*Set task*. Report each line of the listing below that contains the word "roof", copying every such line in full.

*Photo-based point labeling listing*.

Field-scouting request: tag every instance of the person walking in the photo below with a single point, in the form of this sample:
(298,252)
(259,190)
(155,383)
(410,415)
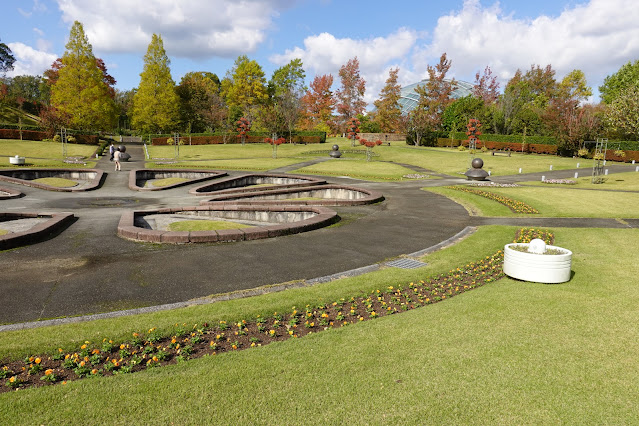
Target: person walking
(116,158)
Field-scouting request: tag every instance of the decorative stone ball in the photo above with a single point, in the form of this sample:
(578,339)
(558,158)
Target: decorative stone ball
(537,246)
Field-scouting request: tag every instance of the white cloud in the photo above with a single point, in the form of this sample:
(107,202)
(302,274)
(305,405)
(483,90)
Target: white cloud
(189,28)
(325,54)
(29,61)
(596,37)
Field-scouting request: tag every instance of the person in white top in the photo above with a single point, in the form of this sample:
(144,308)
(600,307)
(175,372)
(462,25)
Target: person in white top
(116,159)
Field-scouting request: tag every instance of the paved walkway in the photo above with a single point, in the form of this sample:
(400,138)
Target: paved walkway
(88,269)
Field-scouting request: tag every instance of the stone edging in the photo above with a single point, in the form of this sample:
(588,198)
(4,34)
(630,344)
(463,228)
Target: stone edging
(37,233)
(127,229)
(7,193)
(133,177)
(207,190)
(92,182)
(253,198)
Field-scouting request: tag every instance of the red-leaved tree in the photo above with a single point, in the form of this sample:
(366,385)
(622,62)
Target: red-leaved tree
(318,105)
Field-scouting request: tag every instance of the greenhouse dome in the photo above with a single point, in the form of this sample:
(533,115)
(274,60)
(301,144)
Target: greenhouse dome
(409,98)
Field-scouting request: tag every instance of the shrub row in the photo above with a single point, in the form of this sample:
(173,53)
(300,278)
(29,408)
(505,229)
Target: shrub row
(515,139)
(35,135)
(232,138)
(504,146)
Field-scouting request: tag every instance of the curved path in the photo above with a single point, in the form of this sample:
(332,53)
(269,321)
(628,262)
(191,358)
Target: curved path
(87,269)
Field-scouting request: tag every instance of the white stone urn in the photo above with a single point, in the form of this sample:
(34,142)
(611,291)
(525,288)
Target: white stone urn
(539,262)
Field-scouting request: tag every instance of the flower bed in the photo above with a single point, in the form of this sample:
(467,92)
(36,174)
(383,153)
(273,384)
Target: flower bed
(513,205)
(559,181)
(154,348)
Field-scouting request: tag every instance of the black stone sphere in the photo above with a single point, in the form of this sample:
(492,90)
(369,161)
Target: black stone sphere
(477,163)
(335,153)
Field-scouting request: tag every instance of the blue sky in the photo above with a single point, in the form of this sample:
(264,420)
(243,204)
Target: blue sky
(596,36)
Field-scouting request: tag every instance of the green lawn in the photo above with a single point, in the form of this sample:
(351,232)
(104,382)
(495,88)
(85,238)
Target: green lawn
(618,181)
(45,154)
(552,201)
(442,160)
(508,353)
(374,170)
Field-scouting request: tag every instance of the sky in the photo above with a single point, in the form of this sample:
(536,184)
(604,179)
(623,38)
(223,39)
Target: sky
(596,36)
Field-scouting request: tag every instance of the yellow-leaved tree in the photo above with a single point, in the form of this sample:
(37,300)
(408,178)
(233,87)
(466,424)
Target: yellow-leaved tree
(156,103)
(80,92)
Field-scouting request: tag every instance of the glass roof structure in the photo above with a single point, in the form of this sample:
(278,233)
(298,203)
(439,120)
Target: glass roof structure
(409,98)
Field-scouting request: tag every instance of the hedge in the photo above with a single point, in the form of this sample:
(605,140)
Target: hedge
(544,140)
(34,135)
(232,138)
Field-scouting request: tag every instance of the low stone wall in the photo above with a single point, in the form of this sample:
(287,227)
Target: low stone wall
(93,178)
(245,184)
(56,223)
(333,195)
(137,178)
(7,193)
(316,217)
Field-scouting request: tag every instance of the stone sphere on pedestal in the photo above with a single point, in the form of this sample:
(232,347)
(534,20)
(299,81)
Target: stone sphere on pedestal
(477,173)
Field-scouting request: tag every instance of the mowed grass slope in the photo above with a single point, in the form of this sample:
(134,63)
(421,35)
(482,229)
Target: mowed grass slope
(507,353)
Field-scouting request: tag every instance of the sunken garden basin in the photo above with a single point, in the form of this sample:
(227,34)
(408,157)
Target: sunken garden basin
(538,262)
(7,193)
(257,222)
(255,182)
(25,228)
(320,195)
(85,179)
(159,179)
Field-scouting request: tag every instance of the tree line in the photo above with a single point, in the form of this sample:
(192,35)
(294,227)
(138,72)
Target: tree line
(78,92)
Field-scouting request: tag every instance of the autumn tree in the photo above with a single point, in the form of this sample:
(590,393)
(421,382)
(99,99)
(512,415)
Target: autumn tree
(434,98)
(25,91)
(286,89)
(80,91)
(318,105)
(244,88)
(201,105)
(486,87)
(622,114)
(6,59)
(350,98)
(614,85)
(155,104)
(389,112)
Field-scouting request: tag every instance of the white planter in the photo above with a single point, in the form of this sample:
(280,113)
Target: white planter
(539,268)
(16,160)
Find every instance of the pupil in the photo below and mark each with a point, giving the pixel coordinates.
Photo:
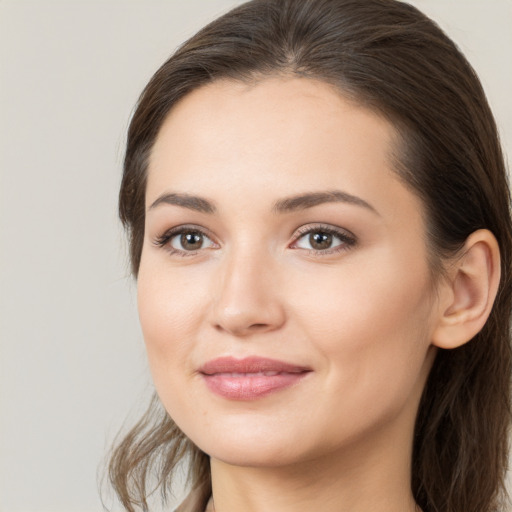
(191, 241)
(320, 240)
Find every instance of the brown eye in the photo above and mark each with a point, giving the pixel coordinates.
(320, 241)
(324, 240)
(190, 241)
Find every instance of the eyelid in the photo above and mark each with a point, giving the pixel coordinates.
(165, 238)
(347, 238)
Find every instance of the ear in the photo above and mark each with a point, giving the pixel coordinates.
(467, 295)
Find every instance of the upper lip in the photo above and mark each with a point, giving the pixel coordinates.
(253, 364)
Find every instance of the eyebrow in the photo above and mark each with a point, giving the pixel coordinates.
(195, 203)
(303, 201)
(286, 205)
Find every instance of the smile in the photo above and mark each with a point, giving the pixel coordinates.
(250, 378)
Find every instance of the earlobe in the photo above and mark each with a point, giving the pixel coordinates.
(467, 295)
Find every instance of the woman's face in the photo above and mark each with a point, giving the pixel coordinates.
(284, 292)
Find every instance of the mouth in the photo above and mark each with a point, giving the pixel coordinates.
(250, 378)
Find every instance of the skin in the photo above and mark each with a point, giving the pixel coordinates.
(361, 315)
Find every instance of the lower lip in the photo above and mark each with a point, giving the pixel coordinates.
(250, 387)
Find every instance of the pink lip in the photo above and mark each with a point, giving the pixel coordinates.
(250, 378)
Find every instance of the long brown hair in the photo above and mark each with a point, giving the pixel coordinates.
(391, 58)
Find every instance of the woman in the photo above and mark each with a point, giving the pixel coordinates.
(319, 221)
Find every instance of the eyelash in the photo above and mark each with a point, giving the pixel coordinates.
(347, 239)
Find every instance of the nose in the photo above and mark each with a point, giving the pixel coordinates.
(247, 300)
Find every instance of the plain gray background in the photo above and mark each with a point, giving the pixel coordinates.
(72, 362)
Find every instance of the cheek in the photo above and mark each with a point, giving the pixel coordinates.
(170, 308)
(371, 324)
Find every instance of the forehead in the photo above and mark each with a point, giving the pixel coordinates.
(278, 136)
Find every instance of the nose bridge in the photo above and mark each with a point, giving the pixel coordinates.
(246, 297)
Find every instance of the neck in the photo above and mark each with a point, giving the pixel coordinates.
(358, 479)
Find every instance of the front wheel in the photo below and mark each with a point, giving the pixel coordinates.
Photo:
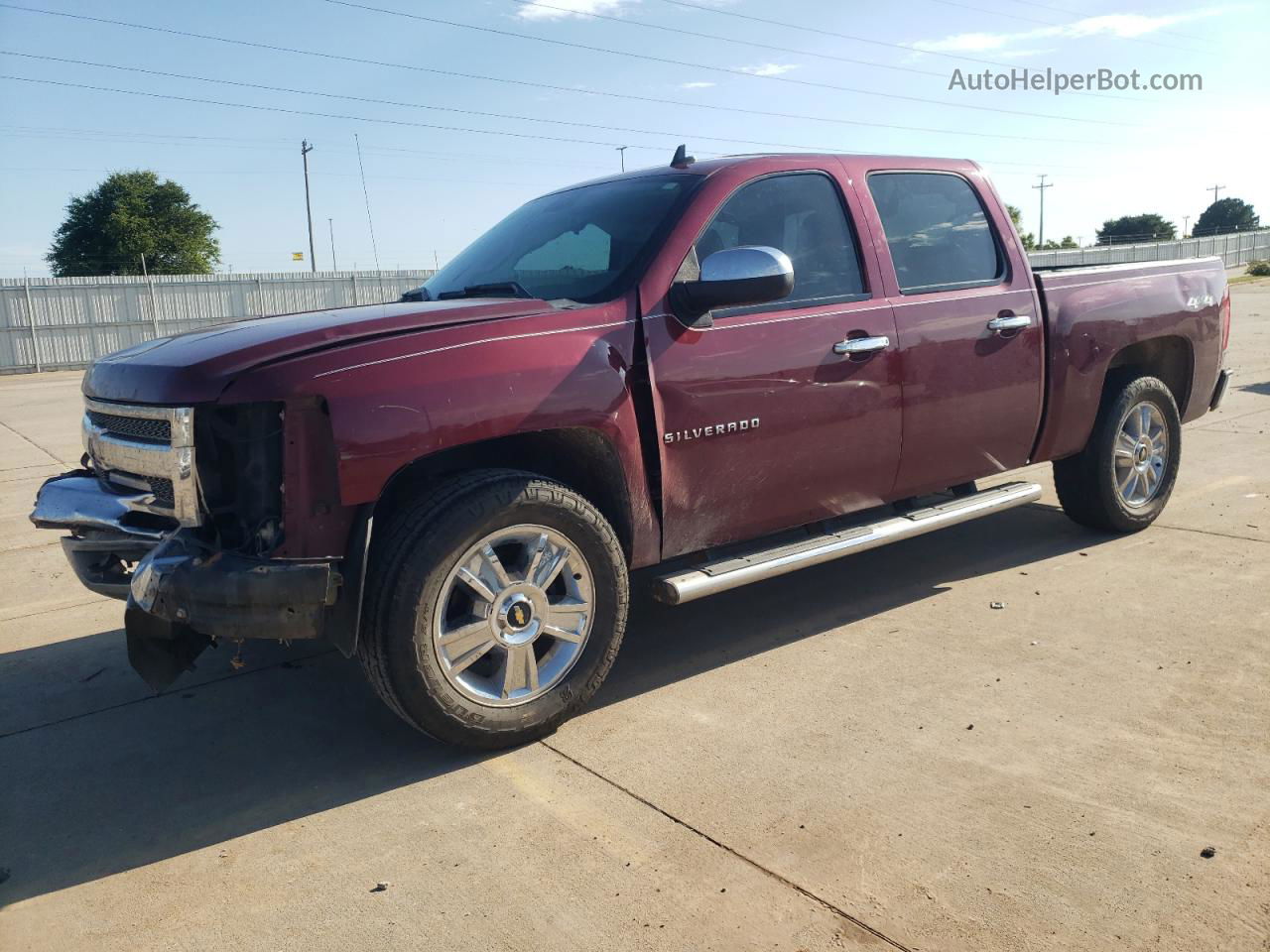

*Answer*.
Field-scouting request: tag every instance of the glass roof structure in the photo above with a single point, in the form of this sample:
Target: glass roof structure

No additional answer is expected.